PROVIDED RECORDS Block Start
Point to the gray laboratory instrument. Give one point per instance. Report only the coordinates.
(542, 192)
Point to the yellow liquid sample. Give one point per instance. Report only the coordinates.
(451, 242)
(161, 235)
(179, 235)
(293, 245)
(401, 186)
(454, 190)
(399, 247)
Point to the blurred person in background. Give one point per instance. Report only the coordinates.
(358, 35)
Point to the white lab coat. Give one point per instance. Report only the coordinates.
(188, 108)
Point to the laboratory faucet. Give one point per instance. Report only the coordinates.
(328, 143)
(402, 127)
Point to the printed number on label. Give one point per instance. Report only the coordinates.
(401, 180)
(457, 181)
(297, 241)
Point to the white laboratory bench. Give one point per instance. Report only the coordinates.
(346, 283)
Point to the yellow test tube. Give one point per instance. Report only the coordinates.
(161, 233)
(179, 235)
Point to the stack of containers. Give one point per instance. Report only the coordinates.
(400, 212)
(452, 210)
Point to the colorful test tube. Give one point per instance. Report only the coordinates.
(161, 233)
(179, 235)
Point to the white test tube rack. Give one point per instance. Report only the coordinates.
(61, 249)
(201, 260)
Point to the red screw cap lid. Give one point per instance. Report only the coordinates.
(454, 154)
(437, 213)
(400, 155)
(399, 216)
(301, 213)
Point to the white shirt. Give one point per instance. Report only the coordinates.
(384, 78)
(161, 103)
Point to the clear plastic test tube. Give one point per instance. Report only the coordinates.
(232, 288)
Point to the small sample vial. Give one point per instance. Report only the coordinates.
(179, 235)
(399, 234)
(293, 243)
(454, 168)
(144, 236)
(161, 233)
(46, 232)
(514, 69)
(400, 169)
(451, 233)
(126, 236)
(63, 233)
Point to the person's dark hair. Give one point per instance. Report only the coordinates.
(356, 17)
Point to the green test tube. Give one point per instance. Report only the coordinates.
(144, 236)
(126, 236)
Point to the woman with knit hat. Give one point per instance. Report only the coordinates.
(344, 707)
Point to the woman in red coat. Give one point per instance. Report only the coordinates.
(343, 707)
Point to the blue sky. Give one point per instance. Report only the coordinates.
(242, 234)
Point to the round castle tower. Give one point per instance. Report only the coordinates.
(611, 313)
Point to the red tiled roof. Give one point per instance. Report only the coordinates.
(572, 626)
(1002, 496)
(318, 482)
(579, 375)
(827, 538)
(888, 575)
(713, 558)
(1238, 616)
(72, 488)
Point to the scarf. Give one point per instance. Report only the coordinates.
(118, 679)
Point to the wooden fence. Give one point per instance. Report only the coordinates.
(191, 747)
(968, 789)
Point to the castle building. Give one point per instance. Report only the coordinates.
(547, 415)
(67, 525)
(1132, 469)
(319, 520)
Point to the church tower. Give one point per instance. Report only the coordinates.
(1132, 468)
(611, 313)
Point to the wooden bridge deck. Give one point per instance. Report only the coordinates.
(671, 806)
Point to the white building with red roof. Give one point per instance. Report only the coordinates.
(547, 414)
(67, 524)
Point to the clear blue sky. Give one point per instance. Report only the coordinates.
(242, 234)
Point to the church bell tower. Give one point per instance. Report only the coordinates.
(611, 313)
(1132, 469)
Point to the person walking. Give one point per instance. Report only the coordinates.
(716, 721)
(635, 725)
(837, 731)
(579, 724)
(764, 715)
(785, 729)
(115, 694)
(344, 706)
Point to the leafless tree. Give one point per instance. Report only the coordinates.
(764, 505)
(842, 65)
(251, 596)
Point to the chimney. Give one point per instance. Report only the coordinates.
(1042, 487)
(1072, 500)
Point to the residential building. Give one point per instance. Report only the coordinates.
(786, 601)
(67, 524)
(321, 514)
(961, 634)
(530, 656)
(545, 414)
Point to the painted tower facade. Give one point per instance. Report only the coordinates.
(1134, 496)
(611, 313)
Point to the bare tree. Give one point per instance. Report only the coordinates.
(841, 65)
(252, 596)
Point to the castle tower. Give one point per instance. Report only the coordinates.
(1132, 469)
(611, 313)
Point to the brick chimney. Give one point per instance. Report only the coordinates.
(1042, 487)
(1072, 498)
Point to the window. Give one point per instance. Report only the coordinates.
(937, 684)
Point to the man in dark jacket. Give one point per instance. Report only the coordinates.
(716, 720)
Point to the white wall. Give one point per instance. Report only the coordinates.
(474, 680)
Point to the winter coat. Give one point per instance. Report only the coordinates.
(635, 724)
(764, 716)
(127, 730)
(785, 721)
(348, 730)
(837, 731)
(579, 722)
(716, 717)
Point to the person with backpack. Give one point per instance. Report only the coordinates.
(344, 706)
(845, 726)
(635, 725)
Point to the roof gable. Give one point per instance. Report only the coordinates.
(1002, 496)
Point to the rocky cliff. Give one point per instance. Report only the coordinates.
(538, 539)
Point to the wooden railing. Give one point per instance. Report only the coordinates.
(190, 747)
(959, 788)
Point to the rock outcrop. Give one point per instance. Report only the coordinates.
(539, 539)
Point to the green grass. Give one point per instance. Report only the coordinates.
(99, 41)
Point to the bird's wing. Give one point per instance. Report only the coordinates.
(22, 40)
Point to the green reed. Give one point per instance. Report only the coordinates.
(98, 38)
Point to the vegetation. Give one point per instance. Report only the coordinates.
PROVIDED RECORDS Block End
## EXERCISE GOAL
The records shown above are to be retyped exactly, with none omitted.

## WRITTEN REPLY
Point to the gray laboratory instrument. Give one point per instance. Report only the coordinates.
(542, 192)
Point to the yellow liquid sample. Give one point per instance. Report only the coordinates.
(451, 242)
(161, 235)
(179, 235)
(293, 245)
(401, 186)
(454, 190)
(399, 247)
Point to the blurred person in background. Give one point per instance. Report only the coordinates.
(358, 35)
Point to the white lab coat. Give one point per instance. Report only the coordinates.
(188, 108)
Point to the laboratory faucet. Give one point per instance. Report only the coordinates.
(328, 143)
(402, 127)
Point to the printed number on label. Give one point per instance. Report only the coordinates.
(401, 180)
(457, 181)
(297, 241)
Point to the white laboratory bench. Give one point per instance. Report only the coordinates.
(346, 283)
Point to the yellow test tube. Give one point per instance. Report only the coordinates.
(161, 233)
(179, 235)
Point to the stack of containers. Give one point per instance. Report only the coordinates.
(400, 212)
(452, 210)
Point to the colorful test tube. Give one point per instance. Report only the coordinates.
(161, 233)
(179, 235)
Point to the white test tube rack. Give one point per instance. Report only the coordinates.
(61, 249)
(201, 260)
Point to the red screw cap lid. Give one point per instance. Report only the coordinates.
(454, 154)
(437, 213)
(400, 155)
(399, 216)
(301, 213)
Point to the white shirt. Give one point per instance. Report only the coordinates.
(384, 78)
(161, 103)
Point to the clear plastic test tube. Give one point per instance. Report only the coordinates.
(232, 288)
Point to the small sample vial. Give one point per instance. Report only the coordinates.
(179, 235)
(399, 234)
(293, 243)
(454, 168)
(144, 236)
(161, 233)
(46, 232)
(514, 69)
(400, 169)
(451, 233)
(126, 236)
(63, 233)
Point to the person's dark hair. Give one point per instance. Report only the coordinates.
(356, 17)
Point to the green test tube. Give one point per instance. Report only the coordinates.
(144, 236)
(126, 236)
Point to the woman with knit hat. Give one point per instance. Report only the coordinates.
(344, 707)
Point to the woman in red coat. Give one point per instance. Report only the coordinates.
(343, 707)
Point to the blue sky. Give one point per instance. Report only the coordinates.
(242, 234)
Point to the round castle tower. Give one point per instance. Report only the coordinates.
(611, 313)
Point to the red tiled roof. Give one point per instance. Report only the coordinates.
(572, 626)
(1002, 496)
(318, 482)
(579, 375)
(827, 538)
(888, 575)
(713, 558)
(1238, 616)
(72, 488)
Point to the scarf. Give one point per instance. Report only the coordinates.
(118, 679)
Point to the wooden fence. Give one point per instance. Report only the coordinates.
(191, 747)
(968, 789)
Point to the castle building. Give one point per instance. Report only the coordinates.
(547, 415)
(67, 525)
(1132, 469)
(319, 520)
Point to the church tower. Give one point per instance. Report only the coordinates.
(1132, 468)
(611, 313)
Point to the wooden bridge deck. Give one point per instance. Report only the coordinates.
(671, 806)
Point to the white building with red roof. Give one point per instance. Report only the coordinates.
(547, 414)
(67, 524)
Point to the clear blue sky. Give one point per instance. Report only the coordinates.
(242, 234)
Point to the church bell tower. Give one point per instance. Report only the coordinates.
(611, 313)
(1132, 469)
Point to the person walking. Give one point per instance. Report only the coordinates.
(716, 721)
(635, 725)
(837, 731)
(579, 724)
(764, 715)
(785, 729)
(115, 694)
(344, 706)
Point to the leafless tree. Give one point per instance. Report only the coordinates.
(764, 505)
(842, 65)
(251, 596)
Point to the chimney. Give one point per instance. Report only the coordinates.
(1042, 487)
(1072, 500)
Point to the residential building. Give one point per instance. Report only the coordinates.
(786, 601)
(67, 524)
(321, 514)
(961, 634)
(530, 656)
(545, 414)
Point to the painted tower facade. Give one point per instance. Report only the coordinates.
(1134, 496)
(611, 313)
Point to the bare tree. Give one point per instance. Report only the coordinates.
(841, 65)
(252, 596)
Point to the castle tower. Give one point per instance. Report only the coordinates.
(1132, 469)
(611, 313)
Point to the brick chimney. Give one point per instance. Report only the coordinates.
(1042, 487)
(1072, 498)
Point to the window. Give one point per instance. Report only the coordinates.
(937, 684)
Point to the man in dark jacket. Give one point per instance. Report only the coordinates.
(716, 720)
Point to the white wall. Give one point per instance. Report only the coordinates.
(474, 680)
Point to the winter coat. Give one point per instance. Report only the coordinates.
(635, 724)
(764, 716)
(127, 730)
(785, 721)
(348, 730)
(837, 731)
(579, 722)
(716, 717)
Point to the person with backpack. Give one point per instance. Report only the coordinates.
(344, 706)
(845, 726)
(635, 725)
Point to the roof gable. Give one point per instance. Report only the coordinates.
(1002, 496)
Point to the rocky cliff. Give one point per instance. Report only the coordinates.
(538, 539)
Point to the wooden railing. Give one point per instance. Report only the coordinates.
(190, 747)
(959, 788)
Point to the rock outcrop. Give one point per instance. Report only the coordinates.
(539, 539)
Point to the green grass. Give one point per instance. Report only the coordinates.
(99, 41)
Point to the bird's wing. Give one point per instance. Report only the coordinates.
(22, 40)
Point to the green reed. Give one point per instance. Report only the coordinates.
(98, 38)
Point to the vegetation. Give one point per instance. Report only the coordinates.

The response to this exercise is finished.